• _DESCRIÇÃO DA TAREFA_
Reescreva o trecho do texto sobre esporte e mídia começando em "A indústria do" e indo até "ponto de inflexão.", com "dinheiro" substituído por "capital".

• _TEXTO DO DOCUMENTO_
###

A indústria do esporte cresceu e com ela a qualidade dos eventos e dos equipamentos esportivos. Os espetáculos esportivos estão cada vez mais elaborados, cada vez mais espetaculares e, ao mesmo tempo, mais ajustados ao formato exigido pela mídia. O esporte foi metamorfoseado definitivamente pelo dinheiro. Modificou-se tudo que foi necessário para seu novo formato, desde o ideal até as regras. Uma nova equação foi produzida: espetáculo esportivo mais mídia é igual a lucros milionários.
Os valores envolvendo o espetáculo esportivo se tornaram astronômicos. No entanto, a idéia de que o céu era limite parece estar sendo revista. Os valores tornaram-se tão elevados que parecem estar chegando no seu ponto de inflexão.
O objetivo do presente trabalho é visualizar possíveis cenários futuros do esporte na mídia. Para tal, será pensado tanto o esporte local como aquele que, no seu padrão moderno, assumiu a forma de espetáculo.
Do ponto de vista metodológico o presente estudo, que em função de seus objetivos pode ser classificado como exploratório, utilizou dois procedimentos técnicos complementares: a pesquisa bibliográfica e o estudo de caso.
Com o caso, pensou-se o espaço destinado à programação esportiva local dentro da caracterização televisiva de canais abertos e fechados da Cidade de Ponta Grossa-PR. Para isso, problematizou-se a questão da regionalização da cultura do esporte, tendo em vista o Projeto de Lei nº 256/91, um artigo institucional em tramitação final pelo Congresso, que trata da programação televisiva regional, a fim de propor o cumprimento de uma quantidade mínima de produção com enfoque regional. Através de uma estruturação das formas de acesso aos canais de televisão da cidade, elaborou-se uma classificação (cabo, parabólica, sky e tv aberta), a partir da qual realizou-se um mapeamento do tempo disponibilizado dentro da programação cultural local à transmissão de programas que enfatizassem o esporte na região dos Campos Gerais, tendo como instrumento de análise um levantamento detalhado sobre o que existe, dentro das temáticas locais, de programas específicos destinados ao esporte.
Analisa-se também os efeitos que tal medida, adotada pelo Congresso Nacional, irá exercer sobre as grandes matrizes com seus efeitos massificantes, dentro da atual programação oferecida pelas emissoras de TV em rede aberta.
Pretende-se assim, pelo processo de significação da comunicação através da preservação cultural e social de cada região à qual está embutida a programação esportiva, tornar a mesma um fator que enriqueça o relato na TV local, bem como contribua para tornar-se um fator integrante da identidade local das regiões.
Com a pesquisa bibliográfica foi colocado em exame o esporte espetáculo. Foi resgatado um pouco de uma história que é recente. Com o resgate foram observadas tendências futuras.

###

• _DADOS FORNECIDOS_

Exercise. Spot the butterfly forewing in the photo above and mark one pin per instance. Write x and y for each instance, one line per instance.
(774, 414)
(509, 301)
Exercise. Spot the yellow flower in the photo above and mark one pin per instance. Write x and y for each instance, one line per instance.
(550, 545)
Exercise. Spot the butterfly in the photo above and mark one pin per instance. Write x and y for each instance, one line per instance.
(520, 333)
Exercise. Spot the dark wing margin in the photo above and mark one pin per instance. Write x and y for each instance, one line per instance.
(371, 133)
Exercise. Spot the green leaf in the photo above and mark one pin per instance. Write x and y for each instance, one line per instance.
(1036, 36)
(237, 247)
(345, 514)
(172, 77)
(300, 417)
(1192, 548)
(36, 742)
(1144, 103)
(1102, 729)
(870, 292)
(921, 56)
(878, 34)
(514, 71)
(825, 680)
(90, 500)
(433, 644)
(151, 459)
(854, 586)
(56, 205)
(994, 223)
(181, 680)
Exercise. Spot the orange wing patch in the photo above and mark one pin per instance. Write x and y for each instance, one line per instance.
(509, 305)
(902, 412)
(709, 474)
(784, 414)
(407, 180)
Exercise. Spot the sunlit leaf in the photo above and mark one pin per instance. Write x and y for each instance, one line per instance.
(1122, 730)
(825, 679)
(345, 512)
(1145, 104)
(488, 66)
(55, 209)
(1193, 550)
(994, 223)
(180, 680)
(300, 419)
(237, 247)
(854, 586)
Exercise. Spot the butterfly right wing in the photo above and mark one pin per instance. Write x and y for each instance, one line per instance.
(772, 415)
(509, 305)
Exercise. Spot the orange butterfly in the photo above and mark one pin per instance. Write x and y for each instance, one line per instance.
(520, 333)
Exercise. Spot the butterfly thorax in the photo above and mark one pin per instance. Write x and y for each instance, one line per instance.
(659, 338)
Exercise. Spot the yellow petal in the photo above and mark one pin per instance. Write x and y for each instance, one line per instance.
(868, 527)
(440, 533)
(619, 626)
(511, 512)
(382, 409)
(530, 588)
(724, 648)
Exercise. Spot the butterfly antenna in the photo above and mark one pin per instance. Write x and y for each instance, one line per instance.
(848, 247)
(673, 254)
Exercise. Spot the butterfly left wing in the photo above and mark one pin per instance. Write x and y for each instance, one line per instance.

###

• _RESULTADO FINAL_
A indústria do esporte cresceu e com ela a qualidade dos eventos e dos equipamentos esportivos. Os espetáculos esportivos estão cada vez mais elaborados, cada vez mais espetaculares e, ao mesmo tempo, mais ajustados ao formato exigido pela mídia. O esporte foi metamorfoseado definitivamente pelo capital. Modificou-se tudo que foi necessário para seu novo formato, desde o ideal até as regras. Uma nova equação foi produzida: espetáculo esportivo mais mídia é igual a lucros milionários.
Os valores envolvendo o espetáculo esportivo se tornaram astronômicos. No entanto, a idéia de que o céu era limite parece estar sendo revista. Os valores tornaram-se tão elevados que parecem estar chegando no seu ponto de inflexão.